_Requirement A_
In the library history below, what material was inlaid into the crack in the entrance floor when the library was restored in 2016?
_Requirement B_
Write the next part of the library history below, starting right after its final sentence.

_Document section_
In 1926, Russella J. Hazard was hired at the library. She was put in charge of the History Room and had a deep interest in Sag Harbor’s whaling history. Her notes and unpublished manuscript are held in the History Room collection. In 1959, she was appointed head librarian, taking over from retiring librarian Elizabeth Philips.

During the 1938 Hurricane, a tree fell through the library, creating a long crack in the terrazzo floor of the entrance. When the library was restored in 2016, the crack was inlayed with bonded bronze to preserve the physical remnants of that moment in history.

Since 1974, the non-profit Friends of the Library have held an historic house tour fundraiser every summer.

In 1978, Dorothy Ingersoll Zaykowski began working at the library and was put in charge of organizing the History Room, which had been left without a dedicated caretaker since Russella Hazard’s retirement in 1970. Zaykowski created copious notes and vertical files for streets, houses, buildings, families, etc. During this time, she wrote local history articles for The Sag Harbor Express. In 1991, she published all of these articles in one volume, Sag Harbor: The Story of an American Beauty.

== Renovation ==
During the 1950s, the library’s age had noticeably started to show. By the 1990s, water leaked through the Guastavino dome, the plumbing was in poor condition, the original bricks began to crumble, it did not have an elevator, and every corner of the building was overflowing with materials. Ever since the library had opened, physical shelving space presented an issue. As the library’s holdings grew, there was not enough space to continually add to the collections nor adequate space for programs and staff offices.

Several ideas had been suggested for expansion. In 2004, a group called the John Jermain Future Fund attempted to purchase the crumbling house next door on Union Street. The owners of the house would not accept the Fund’s bid. In the same year, a referendum to have two buildings, the original and one adjacent to nearby Mashashimuet Park, also failed to pass.

_Dataset content_
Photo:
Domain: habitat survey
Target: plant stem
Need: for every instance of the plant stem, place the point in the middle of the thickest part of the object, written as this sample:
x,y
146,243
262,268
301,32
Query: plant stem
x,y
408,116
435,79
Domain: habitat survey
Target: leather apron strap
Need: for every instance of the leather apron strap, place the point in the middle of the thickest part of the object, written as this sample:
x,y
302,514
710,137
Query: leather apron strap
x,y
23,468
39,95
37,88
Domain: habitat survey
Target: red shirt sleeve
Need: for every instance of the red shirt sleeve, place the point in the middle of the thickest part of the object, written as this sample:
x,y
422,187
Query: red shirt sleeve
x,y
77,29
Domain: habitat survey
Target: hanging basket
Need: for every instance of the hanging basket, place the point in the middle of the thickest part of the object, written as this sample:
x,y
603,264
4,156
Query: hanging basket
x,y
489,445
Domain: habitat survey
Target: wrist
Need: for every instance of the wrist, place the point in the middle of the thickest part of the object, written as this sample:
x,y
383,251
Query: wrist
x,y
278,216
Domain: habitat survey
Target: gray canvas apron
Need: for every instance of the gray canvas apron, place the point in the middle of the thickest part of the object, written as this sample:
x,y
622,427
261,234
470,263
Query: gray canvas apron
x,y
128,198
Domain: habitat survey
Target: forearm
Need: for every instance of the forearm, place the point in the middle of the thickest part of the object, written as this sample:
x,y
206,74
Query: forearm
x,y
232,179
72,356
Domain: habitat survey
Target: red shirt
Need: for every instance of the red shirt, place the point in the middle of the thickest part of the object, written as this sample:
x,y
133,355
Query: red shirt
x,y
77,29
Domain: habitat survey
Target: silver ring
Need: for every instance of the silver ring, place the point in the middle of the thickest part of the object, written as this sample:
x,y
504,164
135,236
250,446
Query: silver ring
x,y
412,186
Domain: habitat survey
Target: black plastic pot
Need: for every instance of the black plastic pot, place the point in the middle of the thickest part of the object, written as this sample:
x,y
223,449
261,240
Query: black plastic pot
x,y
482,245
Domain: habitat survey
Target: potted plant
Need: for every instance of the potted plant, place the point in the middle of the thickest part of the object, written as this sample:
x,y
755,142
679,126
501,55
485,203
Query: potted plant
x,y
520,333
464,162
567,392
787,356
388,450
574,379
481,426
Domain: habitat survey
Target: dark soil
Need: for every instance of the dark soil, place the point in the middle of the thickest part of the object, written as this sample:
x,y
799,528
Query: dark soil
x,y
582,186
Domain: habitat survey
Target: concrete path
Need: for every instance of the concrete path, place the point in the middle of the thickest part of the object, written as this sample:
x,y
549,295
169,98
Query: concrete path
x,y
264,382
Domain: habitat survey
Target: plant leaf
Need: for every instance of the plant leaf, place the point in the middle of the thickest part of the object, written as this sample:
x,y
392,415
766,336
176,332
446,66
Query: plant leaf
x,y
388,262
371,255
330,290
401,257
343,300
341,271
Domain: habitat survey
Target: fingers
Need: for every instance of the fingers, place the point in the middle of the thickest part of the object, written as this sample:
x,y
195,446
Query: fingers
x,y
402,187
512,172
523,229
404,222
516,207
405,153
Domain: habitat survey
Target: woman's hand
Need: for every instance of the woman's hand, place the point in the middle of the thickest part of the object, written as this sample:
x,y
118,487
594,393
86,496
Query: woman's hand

_Result A_
Bonded bronze.

_Result B_
In 2009, Sag Harbor voters approved $10 million for the restoration and expansion of the original aging building. The total cost of the renovation was $16 million, a third of it funded by private donations. While construction occurred from 2011 to 2016, the library was temporarily located at 34 West Water Street. The entire original building was restored, including the Guastavino dome in the rotunda. Designed by Newman Architects, a new building with large glass windows connects to the original building through large open doorways. During this process, a dedicated community program room was built, an elevator installed, and a secured climate controlled archives room for the local history and special collections materials created.

=== Re-opening, 2016-present ===
On July 23, 2016, the library moved back to its original location at 201 Main Street. The day was celebrated with a "book brigade" from the temporary location on West Water Street to the newly restored and expanded building on Main Street. Hundreds of locals lined the street to pass former History Room librarian Dorothy Ingersoll Zaykowski’s book Sag Harbor: The Story of An American Beauty from one person to another. Zaykowski herself was the final person to receive the book and the first person to check out the book in the newly renovated space.